## Short problem
Copy the records from the line containing "Intersection-audit request. Target: black fielding" through the final line, keeping every line unchanged.

※

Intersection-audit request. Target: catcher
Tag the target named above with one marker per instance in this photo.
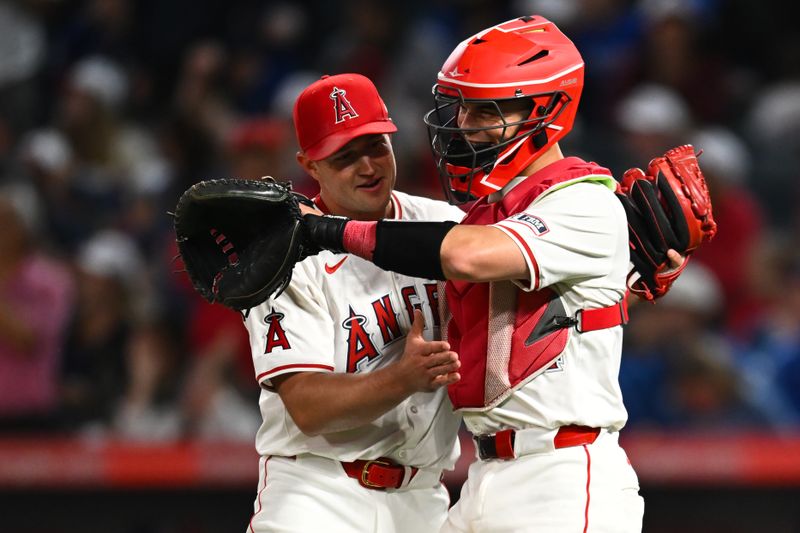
(356, 426)
(536, 278)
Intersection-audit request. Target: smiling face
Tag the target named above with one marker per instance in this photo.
(357, 180)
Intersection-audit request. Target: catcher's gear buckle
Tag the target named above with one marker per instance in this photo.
(365, 473)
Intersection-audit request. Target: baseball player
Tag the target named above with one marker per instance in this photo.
(357, 426)
(536, 291)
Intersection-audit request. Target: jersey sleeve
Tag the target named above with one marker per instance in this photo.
(293, 332)
(577, 232)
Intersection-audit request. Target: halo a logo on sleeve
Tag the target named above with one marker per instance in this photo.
(534, 222)
(342, 106)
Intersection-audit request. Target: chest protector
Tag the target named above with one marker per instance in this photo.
(506, 336)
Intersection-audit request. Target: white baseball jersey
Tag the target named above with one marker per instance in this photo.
(575, 241)
(341, 313)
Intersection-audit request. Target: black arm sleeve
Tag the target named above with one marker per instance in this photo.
(411, 248)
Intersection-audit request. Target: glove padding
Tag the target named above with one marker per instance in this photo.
(668, 207)
(240, 239)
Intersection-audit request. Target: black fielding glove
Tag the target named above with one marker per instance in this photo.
(326, 231)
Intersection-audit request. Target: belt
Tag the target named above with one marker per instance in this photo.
(380, 474)
(501, 444)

※

## Correct answer
Intersection-audit request. Target: black fielding glove
Tag the target named above with one marker per instance in this photo.
(326, 231)
Intersection-audit request. Target: belt
Tag the target named above with one marker per instance in this photo.
(380, 474)
(501, 444)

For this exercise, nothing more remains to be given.